Problem statement: Please state how many lines in the records below contain the word "Need"; the number alone is the answer.
-*-*-
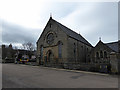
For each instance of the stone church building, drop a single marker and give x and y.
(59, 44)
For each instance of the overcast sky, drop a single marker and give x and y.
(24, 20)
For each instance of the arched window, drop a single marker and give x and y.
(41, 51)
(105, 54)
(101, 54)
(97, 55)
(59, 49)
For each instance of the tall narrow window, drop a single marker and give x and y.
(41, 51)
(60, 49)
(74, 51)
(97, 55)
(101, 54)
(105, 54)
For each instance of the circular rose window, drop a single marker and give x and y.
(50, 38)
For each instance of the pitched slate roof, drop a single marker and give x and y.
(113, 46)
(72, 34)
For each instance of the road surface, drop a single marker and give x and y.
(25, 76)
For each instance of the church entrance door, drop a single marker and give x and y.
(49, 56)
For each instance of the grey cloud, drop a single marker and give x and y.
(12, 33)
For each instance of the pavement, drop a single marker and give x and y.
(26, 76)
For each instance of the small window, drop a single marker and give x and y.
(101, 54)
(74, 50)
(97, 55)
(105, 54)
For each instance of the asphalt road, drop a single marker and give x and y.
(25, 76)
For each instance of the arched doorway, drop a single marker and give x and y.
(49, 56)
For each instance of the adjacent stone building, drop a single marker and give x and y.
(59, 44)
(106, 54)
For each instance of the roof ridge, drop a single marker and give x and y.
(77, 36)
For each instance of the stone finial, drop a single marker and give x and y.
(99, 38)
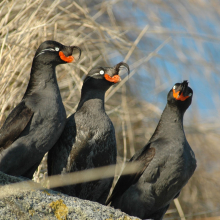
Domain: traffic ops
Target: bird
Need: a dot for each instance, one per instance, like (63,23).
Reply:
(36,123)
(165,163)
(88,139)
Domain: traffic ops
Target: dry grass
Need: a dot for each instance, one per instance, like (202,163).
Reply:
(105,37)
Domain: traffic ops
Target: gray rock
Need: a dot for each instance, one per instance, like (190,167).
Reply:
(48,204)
-*-*-
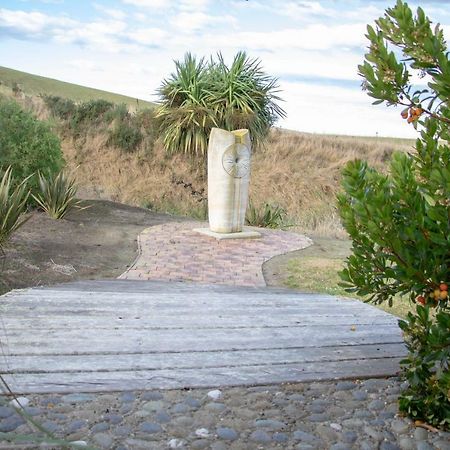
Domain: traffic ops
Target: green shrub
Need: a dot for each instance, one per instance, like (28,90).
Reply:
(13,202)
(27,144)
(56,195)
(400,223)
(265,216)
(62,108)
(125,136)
-*-*-
Solved problem: 4